• _Task statement_
Rewrite the records below with "black mineral speck" changed to "dark mineral grain" wherever it occurs, keeping everything else the same.

• _Material provided_
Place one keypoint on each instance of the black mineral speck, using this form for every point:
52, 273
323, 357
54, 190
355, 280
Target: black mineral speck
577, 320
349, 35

• _The reply_
Place one keypoint on each instance of the dark mineral grain, using this form for every point:
52, 273
323, 357
54, 190
355, 280
Target: dark mineral grain
577, 320
349, 35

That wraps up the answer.